**What needs to be done:**
Reproduce every line of the listing exactly.

**Data to use:**
# # # #
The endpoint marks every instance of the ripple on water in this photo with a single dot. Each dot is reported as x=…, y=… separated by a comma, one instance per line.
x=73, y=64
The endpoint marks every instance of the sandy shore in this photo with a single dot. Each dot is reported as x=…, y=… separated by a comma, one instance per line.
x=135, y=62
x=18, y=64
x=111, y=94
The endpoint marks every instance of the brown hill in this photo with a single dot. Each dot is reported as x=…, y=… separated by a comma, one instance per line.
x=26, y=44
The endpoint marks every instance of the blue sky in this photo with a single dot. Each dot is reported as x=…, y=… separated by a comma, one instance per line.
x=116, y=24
# # # #
**Answer to this problem:**
The endpoint marks every instance of the ripple on water in this photo with a single dot. Each dot is reported as x=…, y=… separated by a comma, one instance per line.
x=73, y=64
The endpoint marks every instance of the sandy shore in this photo with a single dot. Each dot is reported as x=…, y=… separated by a comma, one instance per line.
x=135, y=62
x=18, y=64
x=111, y=94
The endpoint marks every instance of the brown hill in this photo with a single dot. Each dot is reported as x=…, y=… separated by a comma, one instance per line.
x=26, y=44
The endpoint marks every instance of the blue sky in this photo with a single dot. Each dot is reported as x=…, y=… separated by a comma, one instance per line.
x=116, y=24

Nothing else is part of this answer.